**What to produce:** Find every line in the listing that contains the string "front", and copy each of those lines out. Matching is case-sensitive.

━━━━━━━━━━━━━━━━━━━━━━━━━━━━━━

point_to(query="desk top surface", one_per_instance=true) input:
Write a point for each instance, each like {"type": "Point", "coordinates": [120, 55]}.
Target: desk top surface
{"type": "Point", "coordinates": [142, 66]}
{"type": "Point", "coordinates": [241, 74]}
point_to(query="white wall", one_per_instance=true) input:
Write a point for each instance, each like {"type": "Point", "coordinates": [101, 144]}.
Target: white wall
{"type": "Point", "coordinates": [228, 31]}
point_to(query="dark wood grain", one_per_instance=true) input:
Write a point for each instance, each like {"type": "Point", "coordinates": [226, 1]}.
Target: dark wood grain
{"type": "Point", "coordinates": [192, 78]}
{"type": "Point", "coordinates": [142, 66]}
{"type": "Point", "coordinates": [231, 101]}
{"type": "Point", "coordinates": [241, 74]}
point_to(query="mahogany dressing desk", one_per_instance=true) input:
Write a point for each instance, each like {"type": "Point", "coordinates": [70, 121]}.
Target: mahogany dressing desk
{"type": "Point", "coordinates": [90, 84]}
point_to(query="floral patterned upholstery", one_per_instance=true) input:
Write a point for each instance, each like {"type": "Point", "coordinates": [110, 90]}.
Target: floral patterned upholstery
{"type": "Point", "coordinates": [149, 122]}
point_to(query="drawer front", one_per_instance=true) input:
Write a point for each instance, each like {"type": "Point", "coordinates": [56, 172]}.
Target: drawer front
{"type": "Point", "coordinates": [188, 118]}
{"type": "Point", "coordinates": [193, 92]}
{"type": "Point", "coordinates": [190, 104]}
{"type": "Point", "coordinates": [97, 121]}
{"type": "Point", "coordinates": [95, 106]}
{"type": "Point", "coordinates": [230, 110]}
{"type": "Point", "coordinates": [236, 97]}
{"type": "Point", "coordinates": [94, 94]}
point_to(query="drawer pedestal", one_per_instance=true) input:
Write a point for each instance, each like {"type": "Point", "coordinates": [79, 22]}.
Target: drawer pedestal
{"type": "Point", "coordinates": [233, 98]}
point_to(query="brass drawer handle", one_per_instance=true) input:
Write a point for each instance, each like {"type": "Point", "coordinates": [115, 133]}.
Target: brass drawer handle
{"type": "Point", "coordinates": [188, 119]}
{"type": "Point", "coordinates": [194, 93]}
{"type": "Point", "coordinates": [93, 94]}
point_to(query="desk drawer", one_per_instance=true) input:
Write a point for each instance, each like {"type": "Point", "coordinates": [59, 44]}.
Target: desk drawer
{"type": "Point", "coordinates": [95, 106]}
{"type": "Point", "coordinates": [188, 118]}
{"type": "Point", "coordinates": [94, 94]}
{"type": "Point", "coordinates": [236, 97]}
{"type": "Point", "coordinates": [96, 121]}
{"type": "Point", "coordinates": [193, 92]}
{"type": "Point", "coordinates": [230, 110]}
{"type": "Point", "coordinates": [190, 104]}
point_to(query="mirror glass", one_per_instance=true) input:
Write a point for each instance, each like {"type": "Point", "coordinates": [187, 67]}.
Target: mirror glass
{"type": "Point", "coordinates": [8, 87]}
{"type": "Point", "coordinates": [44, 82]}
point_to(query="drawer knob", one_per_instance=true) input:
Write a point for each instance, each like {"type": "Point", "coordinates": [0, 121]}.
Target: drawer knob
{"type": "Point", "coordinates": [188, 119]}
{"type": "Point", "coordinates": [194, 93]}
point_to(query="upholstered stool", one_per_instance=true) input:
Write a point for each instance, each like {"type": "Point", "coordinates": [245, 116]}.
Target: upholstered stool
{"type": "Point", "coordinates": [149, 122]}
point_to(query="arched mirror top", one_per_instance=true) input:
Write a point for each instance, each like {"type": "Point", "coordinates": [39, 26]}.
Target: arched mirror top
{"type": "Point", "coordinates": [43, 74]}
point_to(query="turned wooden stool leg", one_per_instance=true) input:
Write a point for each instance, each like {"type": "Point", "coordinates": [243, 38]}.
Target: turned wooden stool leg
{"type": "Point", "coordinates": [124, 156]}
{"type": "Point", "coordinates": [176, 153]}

━━━━━━━━━━━━━━━━━━━━━━━━━━━━━━

**Final answer:**
point_to(query="drawer front", one_per_instance=true) input:
Target: drawer front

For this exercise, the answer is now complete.